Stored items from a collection
+++

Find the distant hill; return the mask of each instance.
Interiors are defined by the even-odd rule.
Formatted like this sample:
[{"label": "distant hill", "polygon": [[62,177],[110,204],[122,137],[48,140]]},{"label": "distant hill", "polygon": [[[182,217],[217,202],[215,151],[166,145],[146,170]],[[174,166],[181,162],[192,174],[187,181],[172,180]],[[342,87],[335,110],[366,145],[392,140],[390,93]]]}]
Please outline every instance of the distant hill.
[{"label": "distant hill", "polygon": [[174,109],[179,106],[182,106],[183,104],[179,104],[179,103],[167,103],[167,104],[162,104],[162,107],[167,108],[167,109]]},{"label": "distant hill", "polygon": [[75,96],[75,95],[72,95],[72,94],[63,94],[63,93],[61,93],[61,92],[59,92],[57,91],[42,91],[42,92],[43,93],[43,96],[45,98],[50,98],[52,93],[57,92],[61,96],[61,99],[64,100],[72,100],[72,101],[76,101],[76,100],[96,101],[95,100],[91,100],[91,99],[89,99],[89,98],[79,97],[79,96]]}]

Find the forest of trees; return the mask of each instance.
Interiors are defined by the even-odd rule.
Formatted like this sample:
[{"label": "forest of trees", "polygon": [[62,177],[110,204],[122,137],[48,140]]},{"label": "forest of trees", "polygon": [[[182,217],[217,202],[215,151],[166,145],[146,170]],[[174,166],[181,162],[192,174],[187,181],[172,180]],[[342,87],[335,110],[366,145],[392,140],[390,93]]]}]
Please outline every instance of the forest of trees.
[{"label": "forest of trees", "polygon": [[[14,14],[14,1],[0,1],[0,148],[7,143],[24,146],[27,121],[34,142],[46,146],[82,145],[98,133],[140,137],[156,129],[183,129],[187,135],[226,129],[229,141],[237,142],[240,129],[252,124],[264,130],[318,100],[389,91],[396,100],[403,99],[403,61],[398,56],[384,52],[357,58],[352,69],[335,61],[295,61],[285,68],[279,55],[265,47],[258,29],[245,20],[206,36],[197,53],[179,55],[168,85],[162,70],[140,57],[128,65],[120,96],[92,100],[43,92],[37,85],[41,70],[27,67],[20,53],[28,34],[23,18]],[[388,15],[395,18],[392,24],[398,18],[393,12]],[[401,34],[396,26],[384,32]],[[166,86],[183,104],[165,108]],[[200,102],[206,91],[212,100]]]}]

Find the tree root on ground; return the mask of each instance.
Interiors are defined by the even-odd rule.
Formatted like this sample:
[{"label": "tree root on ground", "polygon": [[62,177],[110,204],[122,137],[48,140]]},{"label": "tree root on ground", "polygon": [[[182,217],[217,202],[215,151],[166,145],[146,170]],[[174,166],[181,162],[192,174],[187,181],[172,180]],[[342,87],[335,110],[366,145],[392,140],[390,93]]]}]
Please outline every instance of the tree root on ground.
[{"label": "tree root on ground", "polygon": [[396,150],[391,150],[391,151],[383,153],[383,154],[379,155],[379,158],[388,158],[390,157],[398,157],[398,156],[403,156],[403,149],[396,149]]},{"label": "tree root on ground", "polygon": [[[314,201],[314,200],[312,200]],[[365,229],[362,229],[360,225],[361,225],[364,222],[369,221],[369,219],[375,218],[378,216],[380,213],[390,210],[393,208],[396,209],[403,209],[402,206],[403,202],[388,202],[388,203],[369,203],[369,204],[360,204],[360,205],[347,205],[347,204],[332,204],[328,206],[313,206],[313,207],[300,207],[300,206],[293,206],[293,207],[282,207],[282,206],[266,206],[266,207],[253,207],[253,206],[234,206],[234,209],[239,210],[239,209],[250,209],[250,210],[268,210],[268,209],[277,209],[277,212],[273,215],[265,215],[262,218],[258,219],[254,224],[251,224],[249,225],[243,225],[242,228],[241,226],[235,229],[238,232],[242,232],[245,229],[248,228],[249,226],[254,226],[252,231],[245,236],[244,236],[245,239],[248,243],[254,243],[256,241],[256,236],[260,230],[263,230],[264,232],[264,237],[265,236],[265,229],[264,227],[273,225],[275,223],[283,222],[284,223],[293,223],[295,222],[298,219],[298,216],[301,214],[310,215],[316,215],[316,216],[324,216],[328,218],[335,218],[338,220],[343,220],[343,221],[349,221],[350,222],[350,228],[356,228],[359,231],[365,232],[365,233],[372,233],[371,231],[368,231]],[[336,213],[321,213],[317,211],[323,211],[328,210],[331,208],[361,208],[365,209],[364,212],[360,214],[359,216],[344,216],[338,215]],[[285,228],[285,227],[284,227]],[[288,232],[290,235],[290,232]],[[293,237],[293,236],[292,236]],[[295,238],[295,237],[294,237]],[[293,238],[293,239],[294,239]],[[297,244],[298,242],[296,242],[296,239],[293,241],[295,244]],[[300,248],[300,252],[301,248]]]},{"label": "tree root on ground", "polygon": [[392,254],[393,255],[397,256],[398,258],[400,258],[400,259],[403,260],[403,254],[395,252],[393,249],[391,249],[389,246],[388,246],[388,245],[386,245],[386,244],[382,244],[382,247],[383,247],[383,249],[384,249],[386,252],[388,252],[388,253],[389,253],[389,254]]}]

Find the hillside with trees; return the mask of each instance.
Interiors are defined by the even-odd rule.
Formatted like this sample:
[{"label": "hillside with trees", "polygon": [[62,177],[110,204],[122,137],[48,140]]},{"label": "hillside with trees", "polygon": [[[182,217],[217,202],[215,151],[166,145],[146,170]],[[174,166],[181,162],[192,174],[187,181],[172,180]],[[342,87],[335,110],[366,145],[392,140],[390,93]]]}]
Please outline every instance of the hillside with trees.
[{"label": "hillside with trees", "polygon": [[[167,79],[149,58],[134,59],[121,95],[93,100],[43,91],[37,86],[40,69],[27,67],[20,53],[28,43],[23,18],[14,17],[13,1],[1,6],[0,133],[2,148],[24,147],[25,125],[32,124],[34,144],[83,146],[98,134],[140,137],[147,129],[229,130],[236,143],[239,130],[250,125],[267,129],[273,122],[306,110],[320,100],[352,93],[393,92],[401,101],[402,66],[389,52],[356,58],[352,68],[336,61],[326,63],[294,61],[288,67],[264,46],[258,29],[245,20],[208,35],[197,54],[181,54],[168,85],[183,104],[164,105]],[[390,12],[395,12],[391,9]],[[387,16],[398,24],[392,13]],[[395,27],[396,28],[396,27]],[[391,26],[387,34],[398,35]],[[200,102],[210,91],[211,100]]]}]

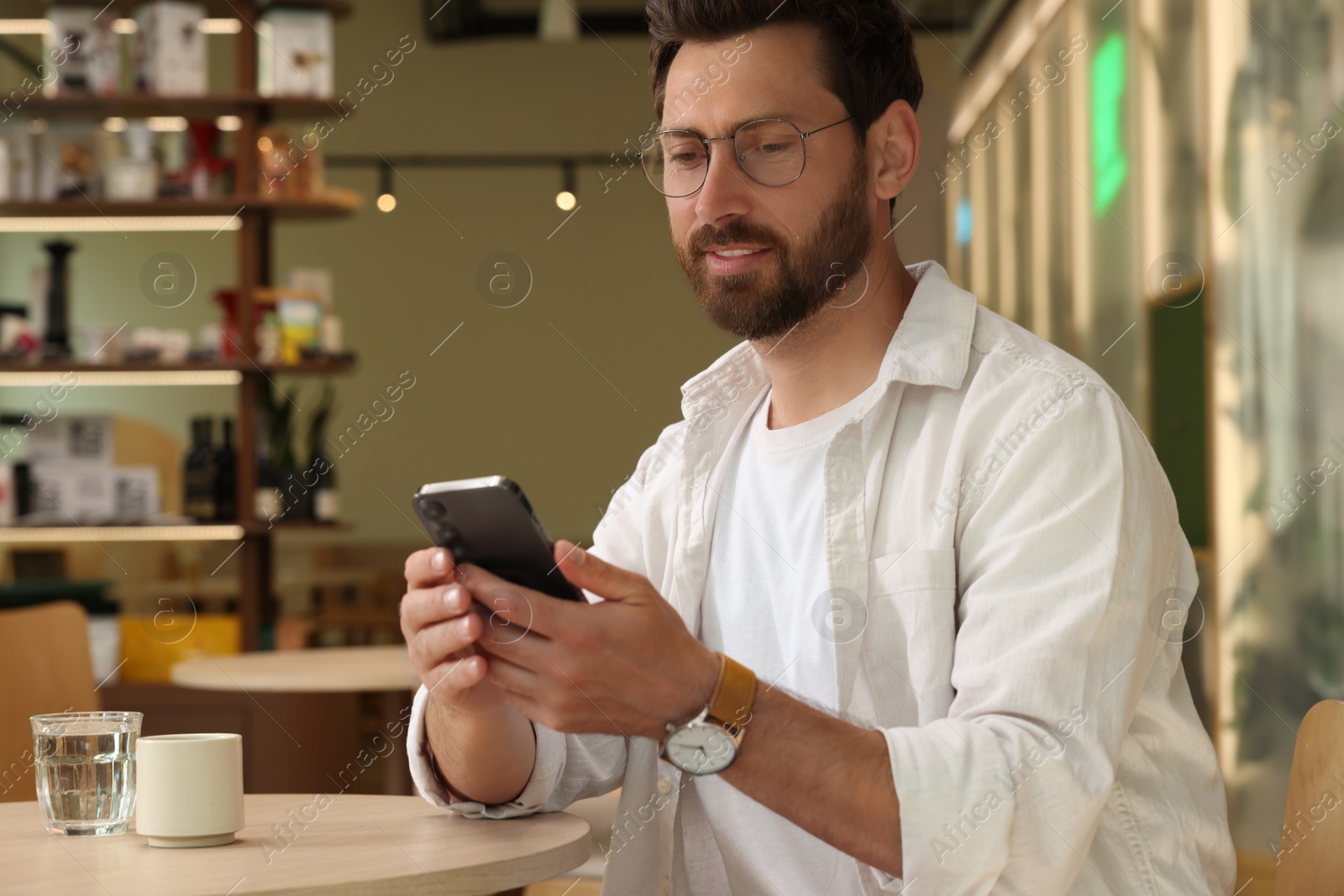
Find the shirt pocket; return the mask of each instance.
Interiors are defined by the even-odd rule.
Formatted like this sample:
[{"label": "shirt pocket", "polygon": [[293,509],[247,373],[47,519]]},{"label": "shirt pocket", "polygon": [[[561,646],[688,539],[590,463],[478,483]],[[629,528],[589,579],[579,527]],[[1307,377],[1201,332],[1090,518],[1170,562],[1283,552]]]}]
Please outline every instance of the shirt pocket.
[{"label": "shirt pocket", "polygon": [[863,661],[878,724],[923,725],[948,715],[957,639],[957,552],[907,549],[868,562]]}]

+++

#### Problem to solve
Convert the lines from the one containing "Find the shirt" through the end of the records, inclusive, into a Markdown table with the columns "Row" and "Line", one numbered row per line and no blank lines.

#### Output of the exercise
| Row | Line |
|---|---|
| 1 | Find the shirt pocket; return the mask of each instance. |
| 2 | Interiors are defined by the even-odd rule. |
| 3 | Formatted like this sample: |
| 4 | [{"label": "shirt pocket", "polygon": [[293,509],[247,373],[47,519]]},{"label": "shirt pocket", "polygon": [[[561,646],[688,539],[590,463],[478,483]],[[629,528],[589,579],[579,527]],[[1307,377],[1201,332],[1090,518],[1170,562],[1283,552]]]}] |
| 5 | Please outline every instance of the shirt pocket. |
| 6 | [{"label": "shirt pocket", "polygon": [[863,661],[878,724],[923,725],[948,715],[957,639],[957,552],[907,549],[868,562]]}] |